Please find each line below that contains the word "window" and copy it out in full.

[Data listing]
** Start **

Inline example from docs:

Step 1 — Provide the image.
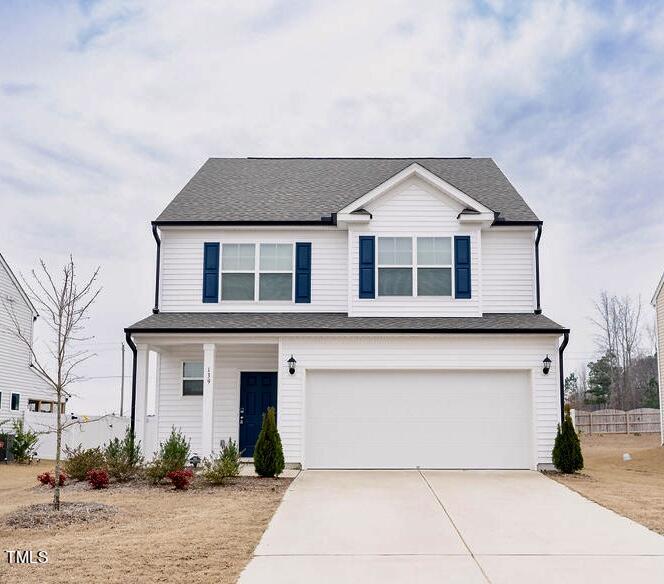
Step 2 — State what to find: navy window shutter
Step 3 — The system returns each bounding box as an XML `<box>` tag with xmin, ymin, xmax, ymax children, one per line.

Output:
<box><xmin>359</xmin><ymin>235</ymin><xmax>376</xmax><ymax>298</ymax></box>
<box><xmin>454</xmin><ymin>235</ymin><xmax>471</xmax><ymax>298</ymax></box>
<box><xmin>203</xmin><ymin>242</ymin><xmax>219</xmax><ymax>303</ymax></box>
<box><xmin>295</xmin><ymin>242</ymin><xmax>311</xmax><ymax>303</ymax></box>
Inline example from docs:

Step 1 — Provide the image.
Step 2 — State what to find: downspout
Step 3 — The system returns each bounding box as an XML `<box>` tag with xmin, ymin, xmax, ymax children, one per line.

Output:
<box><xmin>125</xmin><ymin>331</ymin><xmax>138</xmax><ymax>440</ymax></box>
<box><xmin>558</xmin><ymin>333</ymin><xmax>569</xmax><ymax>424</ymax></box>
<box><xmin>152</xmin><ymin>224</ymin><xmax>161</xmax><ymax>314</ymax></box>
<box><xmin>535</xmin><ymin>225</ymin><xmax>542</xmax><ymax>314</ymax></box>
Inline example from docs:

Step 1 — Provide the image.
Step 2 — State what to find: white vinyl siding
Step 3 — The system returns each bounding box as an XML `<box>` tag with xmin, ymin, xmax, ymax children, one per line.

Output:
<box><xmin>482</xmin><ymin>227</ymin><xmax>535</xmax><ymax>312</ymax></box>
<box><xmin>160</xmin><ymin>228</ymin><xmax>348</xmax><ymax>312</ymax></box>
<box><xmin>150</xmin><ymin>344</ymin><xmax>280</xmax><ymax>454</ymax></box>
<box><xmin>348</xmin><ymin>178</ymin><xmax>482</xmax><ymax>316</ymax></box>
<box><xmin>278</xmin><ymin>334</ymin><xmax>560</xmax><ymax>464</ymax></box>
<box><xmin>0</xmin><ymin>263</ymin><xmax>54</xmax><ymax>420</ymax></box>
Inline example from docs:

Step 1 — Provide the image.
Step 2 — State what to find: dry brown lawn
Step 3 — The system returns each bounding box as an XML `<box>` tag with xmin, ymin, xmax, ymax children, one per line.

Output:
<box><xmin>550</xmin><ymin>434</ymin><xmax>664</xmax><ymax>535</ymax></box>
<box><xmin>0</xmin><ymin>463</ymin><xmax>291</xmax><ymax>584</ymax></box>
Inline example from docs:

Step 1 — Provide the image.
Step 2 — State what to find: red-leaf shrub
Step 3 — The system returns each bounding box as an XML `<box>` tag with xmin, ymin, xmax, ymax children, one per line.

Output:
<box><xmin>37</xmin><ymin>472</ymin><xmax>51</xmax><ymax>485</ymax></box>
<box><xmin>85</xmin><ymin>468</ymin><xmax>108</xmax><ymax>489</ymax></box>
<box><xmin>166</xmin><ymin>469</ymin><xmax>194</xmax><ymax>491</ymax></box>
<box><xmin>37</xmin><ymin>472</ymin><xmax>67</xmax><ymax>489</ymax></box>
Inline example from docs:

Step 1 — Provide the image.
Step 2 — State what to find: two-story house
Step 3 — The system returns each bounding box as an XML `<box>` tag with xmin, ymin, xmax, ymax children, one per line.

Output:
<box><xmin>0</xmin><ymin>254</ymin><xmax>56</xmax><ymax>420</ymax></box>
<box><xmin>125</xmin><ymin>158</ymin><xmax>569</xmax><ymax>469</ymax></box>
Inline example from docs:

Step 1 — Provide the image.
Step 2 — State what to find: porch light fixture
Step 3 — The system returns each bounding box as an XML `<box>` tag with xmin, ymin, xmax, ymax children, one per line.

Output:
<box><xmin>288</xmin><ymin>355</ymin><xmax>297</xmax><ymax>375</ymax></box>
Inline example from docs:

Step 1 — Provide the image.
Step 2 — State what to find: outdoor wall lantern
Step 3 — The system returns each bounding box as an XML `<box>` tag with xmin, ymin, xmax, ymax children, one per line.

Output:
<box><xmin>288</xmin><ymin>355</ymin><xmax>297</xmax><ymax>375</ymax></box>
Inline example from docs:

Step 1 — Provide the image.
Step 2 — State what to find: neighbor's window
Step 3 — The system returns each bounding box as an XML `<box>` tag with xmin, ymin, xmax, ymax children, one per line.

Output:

** End **

_EXERCISE SOLUTION_.
Step 2 — State what to find: navy window shutter
Step 2 — State what to find: neighbor's window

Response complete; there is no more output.